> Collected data
· · · · · · ·

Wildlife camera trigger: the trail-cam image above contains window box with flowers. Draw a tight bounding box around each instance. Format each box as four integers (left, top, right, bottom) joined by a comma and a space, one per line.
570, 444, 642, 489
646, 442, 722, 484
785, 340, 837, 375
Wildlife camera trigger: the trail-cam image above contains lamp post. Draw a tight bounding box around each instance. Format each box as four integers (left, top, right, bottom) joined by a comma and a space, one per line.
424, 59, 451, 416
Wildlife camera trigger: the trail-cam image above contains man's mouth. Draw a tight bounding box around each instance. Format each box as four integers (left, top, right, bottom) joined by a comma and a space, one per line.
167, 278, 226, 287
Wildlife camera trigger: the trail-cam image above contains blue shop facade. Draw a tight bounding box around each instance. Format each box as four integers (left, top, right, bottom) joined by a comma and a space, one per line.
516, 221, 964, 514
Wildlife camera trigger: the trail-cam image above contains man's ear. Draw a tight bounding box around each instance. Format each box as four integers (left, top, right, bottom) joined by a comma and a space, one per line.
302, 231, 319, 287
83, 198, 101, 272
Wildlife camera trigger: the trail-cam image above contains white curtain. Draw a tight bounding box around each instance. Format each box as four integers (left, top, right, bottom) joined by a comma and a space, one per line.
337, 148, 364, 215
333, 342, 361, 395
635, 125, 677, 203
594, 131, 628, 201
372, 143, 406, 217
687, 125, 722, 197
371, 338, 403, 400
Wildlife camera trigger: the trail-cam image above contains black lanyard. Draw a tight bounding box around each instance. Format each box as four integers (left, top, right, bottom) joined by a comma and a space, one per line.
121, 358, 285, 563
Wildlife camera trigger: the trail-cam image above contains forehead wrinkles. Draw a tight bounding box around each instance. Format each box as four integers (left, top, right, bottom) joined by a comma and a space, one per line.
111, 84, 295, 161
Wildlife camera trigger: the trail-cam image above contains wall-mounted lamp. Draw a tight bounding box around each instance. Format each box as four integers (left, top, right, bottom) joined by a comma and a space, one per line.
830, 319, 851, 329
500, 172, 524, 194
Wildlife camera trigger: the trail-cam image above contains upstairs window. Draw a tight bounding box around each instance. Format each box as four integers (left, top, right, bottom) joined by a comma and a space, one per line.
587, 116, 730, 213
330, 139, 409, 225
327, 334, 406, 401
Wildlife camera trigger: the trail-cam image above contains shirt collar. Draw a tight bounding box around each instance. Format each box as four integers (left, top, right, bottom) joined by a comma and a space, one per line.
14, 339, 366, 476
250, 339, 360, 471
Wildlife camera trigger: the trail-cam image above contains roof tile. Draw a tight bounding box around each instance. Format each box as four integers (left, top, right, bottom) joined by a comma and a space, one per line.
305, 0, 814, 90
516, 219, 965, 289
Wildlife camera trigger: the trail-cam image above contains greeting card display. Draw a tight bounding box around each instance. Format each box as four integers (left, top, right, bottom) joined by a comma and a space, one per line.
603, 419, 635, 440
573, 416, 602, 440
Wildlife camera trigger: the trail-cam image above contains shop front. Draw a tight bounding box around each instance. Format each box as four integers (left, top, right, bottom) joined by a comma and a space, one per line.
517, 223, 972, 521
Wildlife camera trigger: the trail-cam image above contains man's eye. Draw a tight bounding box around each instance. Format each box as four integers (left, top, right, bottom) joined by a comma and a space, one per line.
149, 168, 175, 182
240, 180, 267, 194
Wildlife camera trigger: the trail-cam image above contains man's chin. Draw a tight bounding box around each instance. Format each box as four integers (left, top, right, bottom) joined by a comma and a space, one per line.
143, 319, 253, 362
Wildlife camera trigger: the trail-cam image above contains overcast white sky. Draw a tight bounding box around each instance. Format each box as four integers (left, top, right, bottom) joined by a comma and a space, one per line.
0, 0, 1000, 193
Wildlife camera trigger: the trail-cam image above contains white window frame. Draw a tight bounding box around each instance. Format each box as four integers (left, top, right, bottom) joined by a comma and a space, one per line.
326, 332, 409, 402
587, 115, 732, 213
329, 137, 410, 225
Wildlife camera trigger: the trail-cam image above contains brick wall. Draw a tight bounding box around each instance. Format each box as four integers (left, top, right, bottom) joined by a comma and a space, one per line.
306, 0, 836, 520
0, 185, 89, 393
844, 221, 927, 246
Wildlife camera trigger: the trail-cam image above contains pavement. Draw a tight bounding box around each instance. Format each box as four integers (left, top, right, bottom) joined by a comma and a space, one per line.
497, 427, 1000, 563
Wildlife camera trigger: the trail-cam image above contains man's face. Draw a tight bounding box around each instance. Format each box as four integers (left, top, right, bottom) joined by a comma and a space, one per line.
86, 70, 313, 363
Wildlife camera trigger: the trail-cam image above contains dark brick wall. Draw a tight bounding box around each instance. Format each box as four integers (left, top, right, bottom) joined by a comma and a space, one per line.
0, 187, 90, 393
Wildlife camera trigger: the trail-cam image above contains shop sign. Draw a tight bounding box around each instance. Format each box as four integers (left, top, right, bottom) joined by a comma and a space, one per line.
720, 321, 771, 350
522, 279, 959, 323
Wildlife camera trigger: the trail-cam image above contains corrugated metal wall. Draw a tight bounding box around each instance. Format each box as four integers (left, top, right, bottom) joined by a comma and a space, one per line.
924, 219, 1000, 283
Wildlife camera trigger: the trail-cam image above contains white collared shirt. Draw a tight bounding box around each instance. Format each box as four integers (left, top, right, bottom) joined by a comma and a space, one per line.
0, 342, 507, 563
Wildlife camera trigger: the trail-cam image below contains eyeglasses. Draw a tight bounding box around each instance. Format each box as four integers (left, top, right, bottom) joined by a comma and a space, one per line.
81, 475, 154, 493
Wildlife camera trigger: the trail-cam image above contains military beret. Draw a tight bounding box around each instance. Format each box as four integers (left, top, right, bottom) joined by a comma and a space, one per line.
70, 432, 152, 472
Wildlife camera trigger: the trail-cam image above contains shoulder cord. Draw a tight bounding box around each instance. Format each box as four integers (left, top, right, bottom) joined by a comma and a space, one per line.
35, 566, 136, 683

· · · · · · ·

> Task to complete
Copy every one of the entries above, word for word and line for line.

> Answer to the exercise
Wildlife camera trigger: the trail-cam image above contains window box with flowers. Draw a tight bounding box around each instance. Format each box as four integers (left, top, right, bottom) joined by a comma and a space, one per line.
570, 444, 642, 489
646, 442, 722, 484
785, 340, 837, 375
Wildlife camera trigger: the trail-cam image above contains lamp post. Draw a tight bounding box around each instance. Format each box as four integers (left, top, right, bottom) joined by a comma and a space, one per line.
424, 59, 451, 416
Wildlife camera trigger: the trail-cam image above contains man's mouth. Draw a tight bounding box around each instance. Format each box as four integers (left, top, right, bottom) joined by a comma and a space, one per line.
167, 278, 226, 287
Wildlife camera trigger: the trail-cam image above contains blue shop facade. Draw a tight bounding box around each instance. Format each box as four integers (left, top, right, bottom) joined by a comma and a space, one per line.
516, 221, 964, 514
Wildlife camera trigger: the trail-cam image above contains man's ear. Draw a tight bounding box around each instance. Format each box as four integers (left, top, right, bottom) joined by a comma and a space, one per line.
302, 231, 319, 287
83, 198, 101, 272
Wildlife camera trigger: the trail-cam image above contains white curtain. Draw a tight bounding box around each instance. Format each box as four integers (left, top, right, bottom) joined by a comma and a space, one per line.
337, 148, 364, 215
333, 342, 361, 395
635, 125, 677, 203
594, 131, 628, 201
372, 143, 406, 217
687, 125, 722, 197
371, 338, 403, 400
Wildlife camera trigger: the trail-cam image above contains black lanyard. Draw a tight bounding box around each instance. Format each box as four integers (left, top, right, bottom) joined by a comma and a space, one per line.
121, 358, 285, 563
Wildlife camera trigger: the trail-cam image above contains forehead wrinkles. Draw a tight bounding box around each instance. Format each box as four integers (left, top, right, bottom) joined by a comma and a space, one per line.
111, 84, 295, 161
Wildlife camera trigger: the trail-cam image above contains wall-mounted lamp. Draw a tight bounding box around each instance. Format each box as four integers (left, top, right, bottom) joined by a comma and a space, one per line.
830, 319, 851, 329
500, 172, 524, 194
Wildlife camera trigger: the trail-cam image above contains upstairs window. Draw a tight bounding box around each instance. Format each box as four integers (left, top, right, bottom) joined by a comma and a space, one per line.
587, 116, 730, 213
330, 139, 409, 225
327, 334, 406, 401
Wildlife camera trigger: the trail-cam image above contains shirt collar. Draw a tight bounding box around each instance. Format each box as four integers (left, top, right, bottom) joined by a comma and a space, one per line.
14, 339, 366, 476
250, 339, 360, 471
Wildlife camera trigger: the trail-cam image above contains roof tile. Draw a tight bounding box around each instance. Format each box as four integers (left, top, right, bottom) joined by a comma and a space, one per line.
305, 0, 814, 90
516, 219, 965, 289
Wildlife camera trigger: the trail-cam image above contains greeting card display. Draw a tight bounding box around each instance. Format each box as four integers (left, top, right, bottom) joined by a comma and a space, one per line.
603, 419, 635, 440
573, 416, 602, 440
Wildlife camera trigger: the trail-cam image above contains shop front. Draw a tight bounding box around each instance. Format each box as four integers (left, top, right, bottom) joined by a comma and a space, one per line.
517, 223, 972, 521
Wildlife camera trigger: the trail-cam image above contains man's eye. Draw a tight bounding box around each instance. Format each box as four integers (left, top, right, bottom) joined by a comma and a space, one per line.
149, 168, 175, 182
240, 180, 267, 194
Wildlife camera trigger: the trail-cam image above contains man's chin. Draw a tight bounding box around each instance. Format each box as four integers (left, top, right, bottom) joined by a comma and a space, one per line.
143, 319, 253, 362
Wildlife camera trigger: the trail-cam image above contains overcast white sky. Draw a tight bounding box around each instance. Format each box as four integers (left, top, right, bottom) joined by a comma and a space, one per line.
0, 0, 1000, 193
Wildlife camera trigger: the trail-cam image above contains white window frame. Draw a tight bounding box around each instance. Format each box as four integers (left, top, right, bottom) joined by a comma and a space, one per line.
326, 332, 409, 402
587, 115, 732, 213
329, 137, 410, 225
Wildlife camera trigger: the trail-cam image above contains brick wall. Draw a tight bounding box around each instance. Format each box as four integers (left, top, right, bottom) joined by a comma and a space, one per line.
306, 0, 836, 520
0, 185, 89, 393
844, 221, 927, 246
Wildlife camera trigger: the trail-cam image above contains pavement. Draw a tight bounding box around each instance. Format each box as four integers (left, top, right, bottom) joined by a comma and a space, one per line.
497, 427, 1000, 563
Wildlife camera trigger: the trail-cam image above contains man's face. Draw a tight bounding box around each instance. Format each box as four integers (left, top, right, bottom) joined by a comma and a space, one per line.
86, 70, 313, 363
Wildlife camera trigger: the trail-cam image above contains dark brick wall. Draw a tight bounding box around each instance. Format each box as four integers (left, top, right, bottom) joined by a comma and a space, one per line.
0, 187, 90, 393
Wildlife camera trigger: the trail-cam image above contains shop sign. Draw a tight bounding box around each instance. Format each box as four integers (left, top, right, bottom) joined by a comma and a space, one per line.
720, 321, 771, 350
522, 279, 959, 323
Wildlife camera trigger: the trail-cam image above contains corrugated metal wall. Draw a tight bounding box around each instance. Format each box as four integers (left, top, right, bottom) joined by a comma and a space, one per line.
924, 219, 1000, 283
Wildlife camera trigger: the trail-cam image above contains white collared shirt. Draw a tight bounding box around each instance. Format each box as four integers (left, top, right, bottom) joined by a comma and a space, one per line.
0, 342, 507, 563
Wildlife camera trigger: the trail-cam image below contains eyeglasses. Draw a tight bounding box around each instance. Format each box as four integers (left, top, right, bottom) joined by a comma and a space, one per line.
81, 475, 154, 493
Wildlife camera trigger: the trail-cam image above contains military beret. Draw a tight bounding box around each instance. Format each box as four integers (left, top, right, bottom) joined by a comma and a space, one per line.
70, 432, 152, 472
Wildlife camera trigger: the trail-cam image above contains shoulder cord. Draw a tight bounding box around each instance. Format each box as four integers (left, top, right, bottom) joined by a comma and a space, one per line.
35, 566, 136, 683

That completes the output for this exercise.